* **Job**:
Please rewrite the records from the line containing "the white and" through the end of the records, changing "interact with" to "select" and keeping everything else the same. Leave the pictures out of your answer.

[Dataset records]
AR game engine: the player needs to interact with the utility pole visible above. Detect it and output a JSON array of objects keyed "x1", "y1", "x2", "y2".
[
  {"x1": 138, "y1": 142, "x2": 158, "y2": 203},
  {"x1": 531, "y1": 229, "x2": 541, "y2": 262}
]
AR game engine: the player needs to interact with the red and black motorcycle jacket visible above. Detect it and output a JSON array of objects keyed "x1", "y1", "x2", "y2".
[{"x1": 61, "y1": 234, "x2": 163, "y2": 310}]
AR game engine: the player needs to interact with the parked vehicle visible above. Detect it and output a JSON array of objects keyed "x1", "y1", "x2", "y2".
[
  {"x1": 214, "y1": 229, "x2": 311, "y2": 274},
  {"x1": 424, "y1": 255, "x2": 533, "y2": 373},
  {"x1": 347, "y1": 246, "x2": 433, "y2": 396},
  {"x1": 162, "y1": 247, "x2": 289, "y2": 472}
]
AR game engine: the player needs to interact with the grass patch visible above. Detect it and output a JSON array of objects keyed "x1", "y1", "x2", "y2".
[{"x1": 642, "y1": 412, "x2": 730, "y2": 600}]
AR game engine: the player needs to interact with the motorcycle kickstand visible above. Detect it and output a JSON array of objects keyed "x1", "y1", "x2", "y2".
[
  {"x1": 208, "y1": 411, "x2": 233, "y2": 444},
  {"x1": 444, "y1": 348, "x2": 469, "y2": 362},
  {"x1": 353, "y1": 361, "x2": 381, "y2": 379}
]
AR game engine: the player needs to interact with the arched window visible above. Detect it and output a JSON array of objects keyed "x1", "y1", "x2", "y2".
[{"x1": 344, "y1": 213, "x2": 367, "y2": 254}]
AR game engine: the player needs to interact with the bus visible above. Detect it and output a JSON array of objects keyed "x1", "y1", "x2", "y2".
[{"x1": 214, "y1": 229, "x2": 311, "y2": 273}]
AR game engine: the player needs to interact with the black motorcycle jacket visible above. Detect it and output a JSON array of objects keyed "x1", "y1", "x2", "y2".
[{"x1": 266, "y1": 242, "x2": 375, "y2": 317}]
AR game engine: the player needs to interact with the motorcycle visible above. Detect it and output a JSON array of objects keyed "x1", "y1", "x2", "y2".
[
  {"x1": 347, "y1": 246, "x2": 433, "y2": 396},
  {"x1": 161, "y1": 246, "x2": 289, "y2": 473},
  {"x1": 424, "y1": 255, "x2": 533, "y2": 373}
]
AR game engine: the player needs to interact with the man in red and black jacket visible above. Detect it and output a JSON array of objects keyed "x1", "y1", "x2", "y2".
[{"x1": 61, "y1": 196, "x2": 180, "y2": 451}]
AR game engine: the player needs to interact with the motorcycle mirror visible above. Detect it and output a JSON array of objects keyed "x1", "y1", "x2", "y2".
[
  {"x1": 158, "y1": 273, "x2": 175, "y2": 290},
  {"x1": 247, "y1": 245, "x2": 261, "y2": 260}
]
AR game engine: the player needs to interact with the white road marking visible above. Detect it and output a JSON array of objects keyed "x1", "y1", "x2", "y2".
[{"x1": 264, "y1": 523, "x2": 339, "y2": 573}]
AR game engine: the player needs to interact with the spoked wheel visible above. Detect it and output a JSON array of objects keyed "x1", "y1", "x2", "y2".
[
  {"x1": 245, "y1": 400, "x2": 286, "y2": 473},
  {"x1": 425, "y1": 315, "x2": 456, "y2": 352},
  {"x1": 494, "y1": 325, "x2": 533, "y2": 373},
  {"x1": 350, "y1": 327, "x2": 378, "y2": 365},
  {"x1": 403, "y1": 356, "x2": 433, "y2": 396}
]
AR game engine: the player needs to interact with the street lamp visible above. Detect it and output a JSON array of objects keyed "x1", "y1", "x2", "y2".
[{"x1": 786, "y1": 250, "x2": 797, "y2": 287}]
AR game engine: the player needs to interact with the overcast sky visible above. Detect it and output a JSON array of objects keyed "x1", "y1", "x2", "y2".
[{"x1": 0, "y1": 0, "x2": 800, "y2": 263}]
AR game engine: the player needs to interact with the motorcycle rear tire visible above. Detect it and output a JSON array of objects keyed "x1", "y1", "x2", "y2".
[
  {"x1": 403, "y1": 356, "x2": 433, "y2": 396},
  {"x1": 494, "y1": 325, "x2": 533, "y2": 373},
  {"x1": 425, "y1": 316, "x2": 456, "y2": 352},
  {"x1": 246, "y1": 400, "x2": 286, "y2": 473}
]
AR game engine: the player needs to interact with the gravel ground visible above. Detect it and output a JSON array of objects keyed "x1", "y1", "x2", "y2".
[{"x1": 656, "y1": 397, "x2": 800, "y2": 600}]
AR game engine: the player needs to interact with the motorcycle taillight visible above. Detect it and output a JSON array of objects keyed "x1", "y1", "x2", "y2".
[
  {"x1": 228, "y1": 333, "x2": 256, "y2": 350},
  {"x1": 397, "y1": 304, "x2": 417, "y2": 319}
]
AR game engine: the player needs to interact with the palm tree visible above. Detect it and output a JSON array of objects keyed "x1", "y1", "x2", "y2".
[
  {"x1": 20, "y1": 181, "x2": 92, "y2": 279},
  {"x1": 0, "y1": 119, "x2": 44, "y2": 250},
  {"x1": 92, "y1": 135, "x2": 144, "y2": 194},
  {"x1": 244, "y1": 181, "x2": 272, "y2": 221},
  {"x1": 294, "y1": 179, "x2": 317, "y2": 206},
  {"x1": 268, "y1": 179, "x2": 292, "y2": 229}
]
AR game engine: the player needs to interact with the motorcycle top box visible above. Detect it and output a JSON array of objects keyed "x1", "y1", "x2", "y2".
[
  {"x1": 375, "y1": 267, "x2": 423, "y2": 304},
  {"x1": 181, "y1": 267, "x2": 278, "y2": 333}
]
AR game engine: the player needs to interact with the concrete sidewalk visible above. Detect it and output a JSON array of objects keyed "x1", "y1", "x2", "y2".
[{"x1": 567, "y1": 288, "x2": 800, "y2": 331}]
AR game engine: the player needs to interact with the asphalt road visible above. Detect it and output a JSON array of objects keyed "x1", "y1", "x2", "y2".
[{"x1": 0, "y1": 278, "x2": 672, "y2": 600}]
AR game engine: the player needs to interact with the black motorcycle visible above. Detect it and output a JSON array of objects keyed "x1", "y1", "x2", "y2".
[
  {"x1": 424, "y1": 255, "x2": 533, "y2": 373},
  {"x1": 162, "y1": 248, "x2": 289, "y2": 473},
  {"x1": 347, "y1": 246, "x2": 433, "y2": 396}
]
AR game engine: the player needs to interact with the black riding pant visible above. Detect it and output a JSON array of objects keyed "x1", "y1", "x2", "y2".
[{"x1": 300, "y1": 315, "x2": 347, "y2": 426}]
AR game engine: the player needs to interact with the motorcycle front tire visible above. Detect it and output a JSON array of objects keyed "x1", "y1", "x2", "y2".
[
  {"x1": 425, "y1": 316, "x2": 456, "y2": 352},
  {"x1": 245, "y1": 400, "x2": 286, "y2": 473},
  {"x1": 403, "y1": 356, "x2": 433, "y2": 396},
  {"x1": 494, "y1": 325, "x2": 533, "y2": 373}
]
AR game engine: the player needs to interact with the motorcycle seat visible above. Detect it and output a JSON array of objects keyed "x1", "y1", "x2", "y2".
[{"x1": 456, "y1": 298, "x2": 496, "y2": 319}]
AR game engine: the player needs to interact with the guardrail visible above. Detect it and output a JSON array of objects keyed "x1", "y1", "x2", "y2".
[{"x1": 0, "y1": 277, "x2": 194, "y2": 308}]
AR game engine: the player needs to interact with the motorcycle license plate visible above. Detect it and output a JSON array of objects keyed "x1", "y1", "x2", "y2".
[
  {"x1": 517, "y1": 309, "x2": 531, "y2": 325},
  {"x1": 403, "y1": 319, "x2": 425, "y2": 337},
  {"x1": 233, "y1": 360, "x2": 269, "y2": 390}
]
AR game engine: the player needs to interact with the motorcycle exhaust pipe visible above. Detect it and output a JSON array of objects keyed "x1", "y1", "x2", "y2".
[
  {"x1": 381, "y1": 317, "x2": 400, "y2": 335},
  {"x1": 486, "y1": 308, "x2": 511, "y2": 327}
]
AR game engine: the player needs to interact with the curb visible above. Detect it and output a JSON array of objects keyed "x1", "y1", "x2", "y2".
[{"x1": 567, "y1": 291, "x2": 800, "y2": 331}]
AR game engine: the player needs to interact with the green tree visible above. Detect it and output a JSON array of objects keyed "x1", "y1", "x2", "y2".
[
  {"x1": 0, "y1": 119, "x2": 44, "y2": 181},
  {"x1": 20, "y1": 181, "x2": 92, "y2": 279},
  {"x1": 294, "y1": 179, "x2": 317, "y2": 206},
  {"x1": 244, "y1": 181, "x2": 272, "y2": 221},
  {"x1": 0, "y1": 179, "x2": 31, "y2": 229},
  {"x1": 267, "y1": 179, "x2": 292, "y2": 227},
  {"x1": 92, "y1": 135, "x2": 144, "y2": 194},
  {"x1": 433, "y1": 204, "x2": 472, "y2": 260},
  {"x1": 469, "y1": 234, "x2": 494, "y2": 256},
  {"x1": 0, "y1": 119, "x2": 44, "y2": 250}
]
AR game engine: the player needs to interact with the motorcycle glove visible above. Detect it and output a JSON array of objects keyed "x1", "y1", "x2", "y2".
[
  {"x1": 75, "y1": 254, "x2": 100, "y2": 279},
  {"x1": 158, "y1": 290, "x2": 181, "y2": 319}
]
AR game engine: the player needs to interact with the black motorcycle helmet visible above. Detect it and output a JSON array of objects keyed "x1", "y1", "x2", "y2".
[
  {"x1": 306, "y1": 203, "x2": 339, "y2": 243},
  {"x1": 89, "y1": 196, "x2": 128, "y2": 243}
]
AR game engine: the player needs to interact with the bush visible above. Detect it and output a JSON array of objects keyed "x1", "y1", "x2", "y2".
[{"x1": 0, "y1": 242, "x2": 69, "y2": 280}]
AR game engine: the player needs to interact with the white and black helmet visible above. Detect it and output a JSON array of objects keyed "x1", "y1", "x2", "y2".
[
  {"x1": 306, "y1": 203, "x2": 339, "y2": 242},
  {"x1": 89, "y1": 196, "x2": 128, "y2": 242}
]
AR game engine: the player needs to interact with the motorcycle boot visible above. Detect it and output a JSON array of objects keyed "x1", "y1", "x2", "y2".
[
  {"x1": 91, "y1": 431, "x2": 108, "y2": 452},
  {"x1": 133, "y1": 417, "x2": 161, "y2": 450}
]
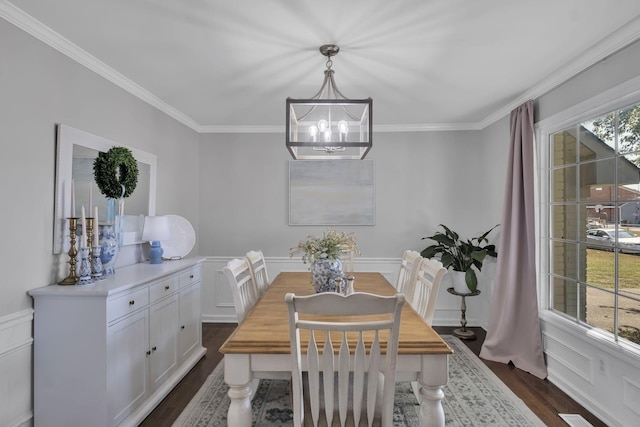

* **Reply to the exercise**:
AR game engine: the player needs to select the white and black helmet visible above. Detect it and output a JSON array of objects keyed "x1", "y1", "x2", "y2".
[
  {"x1": 306, "y1": 203, "x2": 339, "y2": 242},
  {"x1": 89, "y1": 196, "x2": 128, "y2": 242}
]
AR game engine: the player needs to select the motorcycle boot visible above. Detect it and output a JSON array of objects keyed "x1", "y1", "x2", "y2".
[
  {"x1": 91, "y1": 431, "x2": 108, "y2": 452},
  {"x1": 133, "y1": 417, "x2": 161, "y2": 450}
]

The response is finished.